▶ [Provided information]:
--------------------------------

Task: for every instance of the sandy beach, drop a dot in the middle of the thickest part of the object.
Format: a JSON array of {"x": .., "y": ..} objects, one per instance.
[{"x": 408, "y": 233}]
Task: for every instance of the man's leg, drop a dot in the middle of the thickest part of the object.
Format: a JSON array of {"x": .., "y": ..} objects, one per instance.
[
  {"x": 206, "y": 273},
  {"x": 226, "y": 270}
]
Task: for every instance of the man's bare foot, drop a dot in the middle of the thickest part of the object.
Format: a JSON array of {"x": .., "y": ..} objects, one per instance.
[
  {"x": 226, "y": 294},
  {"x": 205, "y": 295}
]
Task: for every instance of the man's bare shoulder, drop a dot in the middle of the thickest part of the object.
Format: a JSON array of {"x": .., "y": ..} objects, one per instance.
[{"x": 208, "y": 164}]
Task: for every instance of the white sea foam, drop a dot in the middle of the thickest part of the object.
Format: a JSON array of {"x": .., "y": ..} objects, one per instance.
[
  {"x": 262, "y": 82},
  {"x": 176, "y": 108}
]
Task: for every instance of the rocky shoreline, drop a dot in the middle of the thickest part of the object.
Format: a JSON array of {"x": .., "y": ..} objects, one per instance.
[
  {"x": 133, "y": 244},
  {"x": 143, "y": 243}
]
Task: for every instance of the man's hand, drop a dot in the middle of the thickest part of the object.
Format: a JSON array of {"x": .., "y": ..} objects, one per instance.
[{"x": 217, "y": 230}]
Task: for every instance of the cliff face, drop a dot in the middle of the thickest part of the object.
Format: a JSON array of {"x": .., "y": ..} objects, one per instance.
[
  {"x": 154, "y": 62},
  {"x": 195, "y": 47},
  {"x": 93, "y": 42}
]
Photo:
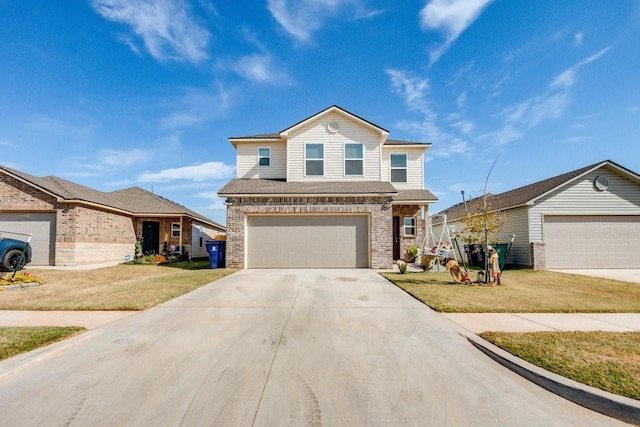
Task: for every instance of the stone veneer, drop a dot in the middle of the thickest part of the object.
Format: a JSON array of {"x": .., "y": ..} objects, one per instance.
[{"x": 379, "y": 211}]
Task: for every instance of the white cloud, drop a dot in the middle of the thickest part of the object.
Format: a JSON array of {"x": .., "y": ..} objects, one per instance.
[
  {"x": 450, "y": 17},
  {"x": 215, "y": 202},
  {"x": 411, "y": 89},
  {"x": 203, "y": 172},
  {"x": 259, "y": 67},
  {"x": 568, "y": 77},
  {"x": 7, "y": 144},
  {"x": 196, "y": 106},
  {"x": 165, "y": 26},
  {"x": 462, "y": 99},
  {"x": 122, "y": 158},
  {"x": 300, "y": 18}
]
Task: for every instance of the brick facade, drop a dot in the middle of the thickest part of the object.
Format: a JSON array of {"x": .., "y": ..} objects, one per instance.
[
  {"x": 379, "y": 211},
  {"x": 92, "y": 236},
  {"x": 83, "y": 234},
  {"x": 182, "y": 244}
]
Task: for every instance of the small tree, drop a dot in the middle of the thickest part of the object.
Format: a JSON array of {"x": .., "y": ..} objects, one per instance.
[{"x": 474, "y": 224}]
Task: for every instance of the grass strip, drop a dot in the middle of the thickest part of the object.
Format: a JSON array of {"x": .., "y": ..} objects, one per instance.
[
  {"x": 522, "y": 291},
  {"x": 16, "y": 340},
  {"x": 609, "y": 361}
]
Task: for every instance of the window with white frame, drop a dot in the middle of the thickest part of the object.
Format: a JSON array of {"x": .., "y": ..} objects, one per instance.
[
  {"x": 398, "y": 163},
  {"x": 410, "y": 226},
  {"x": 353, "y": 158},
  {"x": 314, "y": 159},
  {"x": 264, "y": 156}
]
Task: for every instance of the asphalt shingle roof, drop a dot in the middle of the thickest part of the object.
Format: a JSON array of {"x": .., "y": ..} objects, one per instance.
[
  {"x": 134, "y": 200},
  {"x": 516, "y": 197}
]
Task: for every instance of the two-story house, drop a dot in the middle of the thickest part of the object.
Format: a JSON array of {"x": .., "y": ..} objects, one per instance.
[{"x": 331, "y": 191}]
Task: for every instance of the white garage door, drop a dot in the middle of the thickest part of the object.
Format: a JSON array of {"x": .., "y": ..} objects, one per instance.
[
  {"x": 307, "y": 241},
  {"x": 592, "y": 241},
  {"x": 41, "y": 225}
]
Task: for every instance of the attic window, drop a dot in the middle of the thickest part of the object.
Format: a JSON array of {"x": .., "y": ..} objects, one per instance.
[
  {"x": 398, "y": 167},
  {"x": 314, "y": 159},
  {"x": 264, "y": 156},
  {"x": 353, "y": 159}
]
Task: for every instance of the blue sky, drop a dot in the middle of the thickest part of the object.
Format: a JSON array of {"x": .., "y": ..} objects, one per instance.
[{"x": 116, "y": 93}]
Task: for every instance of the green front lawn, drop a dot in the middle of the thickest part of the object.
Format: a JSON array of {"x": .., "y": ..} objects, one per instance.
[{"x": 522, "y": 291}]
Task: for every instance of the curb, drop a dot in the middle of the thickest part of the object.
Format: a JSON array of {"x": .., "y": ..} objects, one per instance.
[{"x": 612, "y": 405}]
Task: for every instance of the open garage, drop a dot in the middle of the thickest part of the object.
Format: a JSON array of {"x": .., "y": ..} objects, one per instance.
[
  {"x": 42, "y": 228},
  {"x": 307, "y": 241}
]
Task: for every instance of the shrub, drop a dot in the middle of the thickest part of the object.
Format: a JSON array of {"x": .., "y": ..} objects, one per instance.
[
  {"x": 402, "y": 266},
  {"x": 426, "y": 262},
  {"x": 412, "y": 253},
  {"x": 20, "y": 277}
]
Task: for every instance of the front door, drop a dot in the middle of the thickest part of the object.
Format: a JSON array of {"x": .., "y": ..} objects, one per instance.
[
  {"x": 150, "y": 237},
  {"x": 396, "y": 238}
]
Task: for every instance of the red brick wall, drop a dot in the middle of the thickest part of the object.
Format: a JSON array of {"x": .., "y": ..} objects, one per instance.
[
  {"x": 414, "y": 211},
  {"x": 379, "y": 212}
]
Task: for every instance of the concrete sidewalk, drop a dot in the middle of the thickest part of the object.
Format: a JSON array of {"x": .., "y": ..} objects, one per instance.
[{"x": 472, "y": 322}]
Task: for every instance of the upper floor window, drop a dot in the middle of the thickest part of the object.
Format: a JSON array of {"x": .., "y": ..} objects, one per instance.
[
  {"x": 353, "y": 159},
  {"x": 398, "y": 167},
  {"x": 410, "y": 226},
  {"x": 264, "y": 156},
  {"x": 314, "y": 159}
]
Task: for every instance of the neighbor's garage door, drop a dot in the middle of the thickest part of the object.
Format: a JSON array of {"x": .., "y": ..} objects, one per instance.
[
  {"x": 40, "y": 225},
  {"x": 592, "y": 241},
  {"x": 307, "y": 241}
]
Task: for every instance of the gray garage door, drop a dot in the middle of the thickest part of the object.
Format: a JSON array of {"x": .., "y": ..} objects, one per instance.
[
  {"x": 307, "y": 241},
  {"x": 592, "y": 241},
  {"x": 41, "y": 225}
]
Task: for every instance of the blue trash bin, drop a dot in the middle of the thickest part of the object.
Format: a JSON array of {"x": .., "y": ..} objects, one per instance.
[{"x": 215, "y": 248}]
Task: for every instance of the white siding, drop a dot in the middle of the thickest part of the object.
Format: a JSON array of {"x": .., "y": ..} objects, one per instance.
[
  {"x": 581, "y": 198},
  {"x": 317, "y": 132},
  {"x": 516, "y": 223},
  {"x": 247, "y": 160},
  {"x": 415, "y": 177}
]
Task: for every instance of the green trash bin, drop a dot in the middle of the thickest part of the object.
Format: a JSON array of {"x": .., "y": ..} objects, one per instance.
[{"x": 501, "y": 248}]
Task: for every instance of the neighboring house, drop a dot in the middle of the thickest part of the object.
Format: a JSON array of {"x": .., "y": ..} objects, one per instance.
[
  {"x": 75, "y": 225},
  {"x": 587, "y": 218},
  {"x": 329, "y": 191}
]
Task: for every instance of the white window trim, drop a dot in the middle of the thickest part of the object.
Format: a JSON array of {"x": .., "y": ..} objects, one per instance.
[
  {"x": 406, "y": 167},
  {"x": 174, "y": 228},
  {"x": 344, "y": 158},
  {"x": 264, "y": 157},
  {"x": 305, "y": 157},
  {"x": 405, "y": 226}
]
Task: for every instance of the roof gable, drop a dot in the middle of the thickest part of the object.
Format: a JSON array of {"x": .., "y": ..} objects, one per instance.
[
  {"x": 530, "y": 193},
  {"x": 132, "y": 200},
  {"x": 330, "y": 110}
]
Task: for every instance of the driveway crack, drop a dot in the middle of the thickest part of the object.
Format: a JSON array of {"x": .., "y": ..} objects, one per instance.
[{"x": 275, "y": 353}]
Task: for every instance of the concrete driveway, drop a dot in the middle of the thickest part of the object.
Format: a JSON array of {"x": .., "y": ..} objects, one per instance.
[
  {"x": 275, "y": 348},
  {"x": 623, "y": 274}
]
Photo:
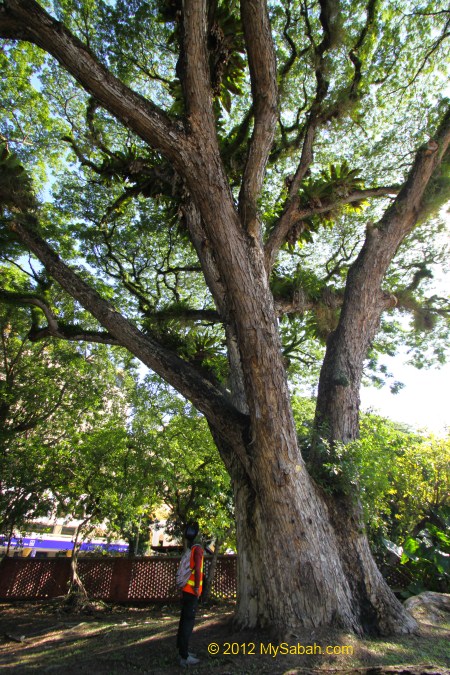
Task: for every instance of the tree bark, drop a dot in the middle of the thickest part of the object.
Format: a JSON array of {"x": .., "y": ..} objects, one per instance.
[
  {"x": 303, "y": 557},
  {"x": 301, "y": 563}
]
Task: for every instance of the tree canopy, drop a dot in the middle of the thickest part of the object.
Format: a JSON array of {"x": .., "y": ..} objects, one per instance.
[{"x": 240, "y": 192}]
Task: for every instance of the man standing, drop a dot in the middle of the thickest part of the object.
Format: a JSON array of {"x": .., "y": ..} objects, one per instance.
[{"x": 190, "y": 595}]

--------------------------------

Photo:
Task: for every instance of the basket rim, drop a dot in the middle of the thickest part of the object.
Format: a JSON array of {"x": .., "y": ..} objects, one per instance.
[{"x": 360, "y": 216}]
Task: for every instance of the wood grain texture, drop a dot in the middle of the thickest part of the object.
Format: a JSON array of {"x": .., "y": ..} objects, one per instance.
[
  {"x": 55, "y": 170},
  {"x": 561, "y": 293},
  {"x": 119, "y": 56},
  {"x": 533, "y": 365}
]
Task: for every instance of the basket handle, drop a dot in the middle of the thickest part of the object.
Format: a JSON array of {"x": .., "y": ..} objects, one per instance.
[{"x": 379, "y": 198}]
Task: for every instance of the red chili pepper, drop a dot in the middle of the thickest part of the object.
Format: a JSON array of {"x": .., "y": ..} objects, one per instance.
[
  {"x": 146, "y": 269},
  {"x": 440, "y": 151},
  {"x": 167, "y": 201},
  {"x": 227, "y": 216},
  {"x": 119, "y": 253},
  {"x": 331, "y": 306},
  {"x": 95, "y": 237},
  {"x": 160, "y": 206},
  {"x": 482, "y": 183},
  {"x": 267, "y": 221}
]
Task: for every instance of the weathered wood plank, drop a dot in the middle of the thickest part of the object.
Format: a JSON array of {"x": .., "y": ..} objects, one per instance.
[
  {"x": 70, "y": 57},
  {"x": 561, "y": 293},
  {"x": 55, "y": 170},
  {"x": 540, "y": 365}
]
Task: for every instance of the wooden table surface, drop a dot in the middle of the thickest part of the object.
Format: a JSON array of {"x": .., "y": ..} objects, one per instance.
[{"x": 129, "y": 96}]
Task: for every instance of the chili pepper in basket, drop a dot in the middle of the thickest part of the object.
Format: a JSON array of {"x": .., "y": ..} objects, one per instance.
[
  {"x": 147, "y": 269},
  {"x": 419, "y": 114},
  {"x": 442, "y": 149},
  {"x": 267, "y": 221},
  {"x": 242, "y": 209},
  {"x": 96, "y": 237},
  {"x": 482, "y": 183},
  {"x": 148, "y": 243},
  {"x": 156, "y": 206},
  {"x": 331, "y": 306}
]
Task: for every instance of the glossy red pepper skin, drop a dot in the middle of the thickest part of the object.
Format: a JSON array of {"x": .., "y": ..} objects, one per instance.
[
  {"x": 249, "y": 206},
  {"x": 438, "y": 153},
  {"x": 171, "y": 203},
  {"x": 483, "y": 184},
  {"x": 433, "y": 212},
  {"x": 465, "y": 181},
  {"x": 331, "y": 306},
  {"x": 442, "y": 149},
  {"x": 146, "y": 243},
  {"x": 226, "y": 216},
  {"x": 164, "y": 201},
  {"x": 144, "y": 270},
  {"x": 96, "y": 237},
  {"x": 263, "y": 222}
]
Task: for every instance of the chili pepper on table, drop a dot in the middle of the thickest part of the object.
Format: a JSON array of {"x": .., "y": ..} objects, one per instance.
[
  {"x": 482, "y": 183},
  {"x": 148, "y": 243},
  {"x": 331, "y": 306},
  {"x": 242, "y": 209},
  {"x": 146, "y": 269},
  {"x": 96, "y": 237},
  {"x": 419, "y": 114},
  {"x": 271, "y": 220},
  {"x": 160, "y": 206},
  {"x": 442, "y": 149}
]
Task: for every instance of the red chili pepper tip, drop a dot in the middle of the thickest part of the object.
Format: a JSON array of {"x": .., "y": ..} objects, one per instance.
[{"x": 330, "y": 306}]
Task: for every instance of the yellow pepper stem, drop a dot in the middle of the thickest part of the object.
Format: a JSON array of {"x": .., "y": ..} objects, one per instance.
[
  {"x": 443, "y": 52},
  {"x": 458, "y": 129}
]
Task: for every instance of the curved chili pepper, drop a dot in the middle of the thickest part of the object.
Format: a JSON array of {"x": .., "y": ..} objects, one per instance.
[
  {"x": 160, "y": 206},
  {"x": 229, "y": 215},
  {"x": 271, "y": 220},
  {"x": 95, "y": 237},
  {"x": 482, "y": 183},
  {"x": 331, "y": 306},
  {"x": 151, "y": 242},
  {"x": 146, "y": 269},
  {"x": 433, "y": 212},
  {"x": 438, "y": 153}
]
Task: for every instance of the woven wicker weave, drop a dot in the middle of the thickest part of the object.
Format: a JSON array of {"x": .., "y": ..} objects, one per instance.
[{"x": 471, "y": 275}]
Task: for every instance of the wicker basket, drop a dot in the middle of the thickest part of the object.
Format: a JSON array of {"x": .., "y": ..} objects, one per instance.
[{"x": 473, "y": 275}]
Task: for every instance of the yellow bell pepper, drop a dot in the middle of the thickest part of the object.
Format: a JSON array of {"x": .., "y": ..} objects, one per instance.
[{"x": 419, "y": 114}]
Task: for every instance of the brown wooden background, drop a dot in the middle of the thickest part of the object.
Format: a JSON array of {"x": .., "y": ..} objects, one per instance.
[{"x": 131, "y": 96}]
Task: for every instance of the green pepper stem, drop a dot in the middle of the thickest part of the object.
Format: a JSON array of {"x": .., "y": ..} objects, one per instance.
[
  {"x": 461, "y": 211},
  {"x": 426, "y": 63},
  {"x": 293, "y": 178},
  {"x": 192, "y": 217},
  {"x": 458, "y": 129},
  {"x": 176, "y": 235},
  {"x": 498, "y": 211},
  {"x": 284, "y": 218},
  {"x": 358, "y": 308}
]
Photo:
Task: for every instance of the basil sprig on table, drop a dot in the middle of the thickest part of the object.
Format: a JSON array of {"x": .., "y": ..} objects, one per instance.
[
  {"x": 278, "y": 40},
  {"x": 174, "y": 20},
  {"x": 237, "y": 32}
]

--------------------------------

▶ [Exercise requirements]: Please list each row above that contains the string "basket", copying each one whole. Case counts, so only matches with the same capitalization qualify.

▶ [Solution to the exercise]:
Task: for every instance of the basket rim, drop a dot in the middle of the thickest part of the object.
Task: for every instance of the basket handle, drop a dot in the middle of the thickest part of the object.
Task: for every instance of the chili pepper in basket, drop a dot in the middle of the thickest part of the object.
Task: for every instance of the wicker basket, drop a dot in the middle of the thickest part of the object.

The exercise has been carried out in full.